> [Goals]:
• a. Output the part of the GCC strict-aliasing post between "#ifndef containerof" and "containerof((ptr), type, member)", inclusive, copied exactly.
• b. List the name of every macro defined with #define in the GCC strict-aliasing post.

Strict-aliasing in GCC
Ian Lance Taylor
iant@google.com
Tue Jun 1 06:49:00 GMT 2010
Jan Engelhardt <jengelh@medozas.de> writes:
> In http://gcc.gnu.org/bugzilla/show_bug.cgi?id=43637 , I had a case
> where I apparently ran into strict-aliasing artifacts. As Richard
> Guenther points out in comment #2, I may have dereferenced through a
> pointer of wrong type. Yet I could not quite spot that yet as I added in
> comment #3.
> If somebody has a deeper insight into C's spots of undefinedness, a
> reply would be greatly appreciated.
#ifndef containerof
# define containerof(var, type, member) \
(type *)((char *)var - offsetof(type, member))
#endif
#define list_entry(ptr, type, member) containerof((ptr), type, member)
struct list_head {
struct list_head *next, *prev;
};
#define LIST_HEAD_INIT(name) {&(name), &(name)}
#define LIST_HEAD(name) \
struct list_head name = LIST_HEAD_INIT(name)
...
#define list_for_each_entry(pos, head, member) \
for ((pos) = list_entry((head)->next, typeof(*(pos)), member); \
&(pos)->member != (void *)(head); \
(pos) = list_entry((pos)->member.next, typeof(*(pos)), member))
...
int main(void)
{
LIST_HEAD(clh);
LIST_HEAD(lh);
struct item *pos;
list_add_tail(&clh, &lh);
list_for_each_entry(pos, &clh, list)

> [Stored rows]:

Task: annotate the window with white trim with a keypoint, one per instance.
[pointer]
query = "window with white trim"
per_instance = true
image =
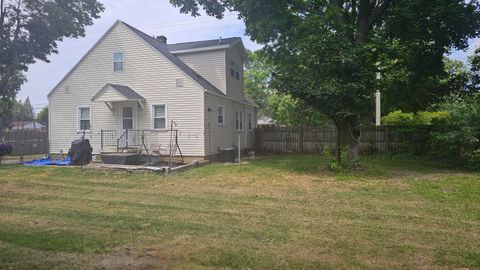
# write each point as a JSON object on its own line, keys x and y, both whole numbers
{"x": 159, "y": 116}
{"x": 234, "y": 70}
{"x": 239, "y": 120}
{"x": 84, "y": 118}
{"x": 250, "y": 122}
{"x": 220, "y": 115}
{"x": 118, "y": 61}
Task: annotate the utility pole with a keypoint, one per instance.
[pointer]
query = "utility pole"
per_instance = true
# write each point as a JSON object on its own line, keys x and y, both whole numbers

> [Solutions below]:
• a.
#ifndef containerof
# define containerof(var, type, member) \
(type *)((char *)var - offsetof(type, member))
#endif
#define list_entry(ptr, type, member) containerof((ptr), type, member)

• b.
containerof
list_entry
LIST_HEAD_INIT
LIST_HEAD
list_for_each_entry